:: Raw data
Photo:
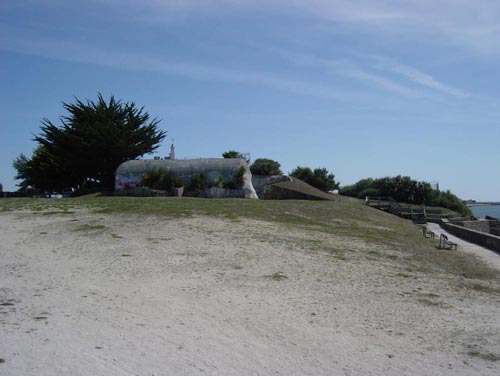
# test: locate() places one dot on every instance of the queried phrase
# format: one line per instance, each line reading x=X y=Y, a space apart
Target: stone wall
x=481 y=226
x=480 y=238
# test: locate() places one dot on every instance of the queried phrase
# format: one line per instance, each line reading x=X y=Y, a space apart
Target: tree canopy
x=319 y=178
x=264 y=166
x=407 y=190
x=94 y=138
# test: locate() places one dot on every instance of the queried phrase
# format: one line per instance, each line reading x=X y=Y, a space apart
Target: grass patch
x=430 y=295
x=486 y=356
x=432 y=303
x=277 y=276
x=483 y=288
x=89 y=227
x=346 y=219
x=57 y=212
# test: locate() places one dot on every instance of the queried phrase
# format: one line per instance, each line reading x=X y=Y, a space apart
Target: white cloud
x=418 y=77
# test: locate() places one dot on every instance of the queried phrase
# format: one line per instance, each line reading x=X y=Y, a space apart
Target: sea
x=480 y=211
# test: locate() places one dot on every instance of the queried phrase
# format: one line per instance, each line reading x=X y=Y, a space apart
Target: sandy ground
x=93 y=294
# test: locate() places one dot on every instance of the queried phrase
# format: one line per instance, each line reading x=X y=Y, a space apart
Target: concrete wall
x=483 y=239
x=481 y=226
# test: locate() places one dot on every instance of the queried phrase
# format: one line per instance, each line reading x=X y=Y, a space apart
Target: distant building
x=129 y=173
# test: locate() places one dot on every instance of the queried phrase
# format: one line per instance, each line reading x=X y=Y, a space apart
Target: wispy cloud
x=411 y=83
x=469 y=24
x=416 y=76
x=80 y=53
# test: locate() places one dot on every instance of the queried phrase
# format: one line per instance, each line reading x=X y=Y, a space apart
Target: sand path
x=92 y=294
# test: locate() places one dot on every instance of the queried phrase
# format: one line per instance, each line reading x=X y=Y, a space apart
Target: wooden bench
x=428 y=233
x=444 y=243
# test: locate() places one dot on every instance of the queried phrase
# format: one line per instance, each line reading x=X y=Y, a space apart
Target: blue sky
x=363 y=88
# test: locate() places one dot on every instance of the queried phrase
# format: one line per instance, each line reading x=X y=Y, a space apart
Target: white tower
x=172 y=150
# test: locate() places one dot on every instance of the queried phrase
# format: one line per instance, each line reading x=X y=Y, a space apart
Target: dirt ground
x=97 y=294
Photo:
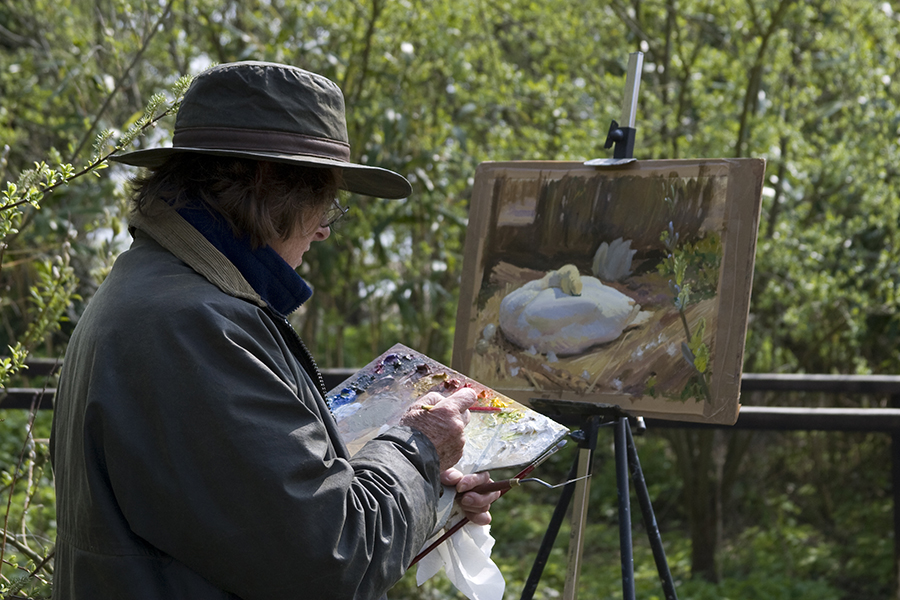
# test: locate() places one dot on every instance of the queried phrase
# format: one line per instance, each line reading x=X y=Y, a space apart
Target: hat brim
::::
### Prompt
Restate each line of the records exactly; pictures do not belong in the copy.

### Output for this task
Photo:
# test: locate() places one dot on every instance of the queried phrase
# format: one line per instance, each line reading x=X y=Y, a space apart
Target: stone wall
x=481 y=226
x=480 y=238
# test: locate() places one dot on every instance of the queried phrase
# format: one line per instance, each line reading x=X y=Y, a space apart
Target: tree canopy
x=319 y=178
x=264 y=166
x=407 y=190
x=94 y=138
# test: locate() places one dot on every instance of the queried phrase
# format: one line per instance, each line reading x=X y=Y, a space apart
Target: grass patch
x=430 y=295
x=486 y=356
x=432 y=303
x=277 y=276
x=483 y=288
x=89 y=227
x=346 y=219
x=57 y=212
# test: locate() places one dot on every instance of the queried phrase
# format: one line per instance, each line reading x=X y=Y, a space apart
Target: white cloud
x=418 y=77
# test: locate() places one dot on every instance of the queried phrase
# format: one line per instance, each line reading x=X y=Y, a space apart
Target: sea
x=480 y=211
# test: locate() places one dot on every instance of the queried phrase
# format: one line per instance, each line reading x=X y=Y, a space apart
Target: sandy ground
x=93 y=294
# test: locate() places one dot on every instance of the queried phrase
# format: one line per instance, each line reading x=X y=Y, a space apart
Target: concrete wall
x=483 y=239
x=481 y=226
# test: locate() places one dot on every instance of the queried phrase
# format: one line per instance, each line reading x=X y=Y, a space apart
Target: distant building
x=129 y=173
# test: locate() places one dot on every instance of the queried phrase
# format: one line per instance, each line reading x=X y=Y, a space apart
Target: wispy cloud
x=411 y=83
x=469 y=24
x=416 y=76
x=80 y=53
# test: locate() places one dot on every instance of the queried phrase
# format: one line per instance, each line reading x=X y=Y, a space apart
Target: sand path
x=92 y=294
# test: locate() places one dot on every instance of the queried phrase
# format: one line per instance, each line reading x=X y=Y, a space apart
Target: wooden bench
x=428 y=233
x=444 y=243
# test: locate() places one dot on every instance of the queried phrase
# format: one line per instance, each line reading x=X y=Y, a space apart
Target: blue sky
x=363 y=88
# test: locate() places one dot on every instance of the queried phrase
# format: one line per instance, each line reading x=X y=Y, a space apart
Target: white tower
x=172 y=150
# test: locate() places one dot on every instance of the queried phrase
# format: one line per instance, each line reading x=X y=Y, a space apart
Target: dirt ground
x=97 y=294
Photo:
# test: locate() places one dot on every instance of the queried phrase
# format: one line per instance, each line reading x=X y=Y, a space apart
Target: hat brim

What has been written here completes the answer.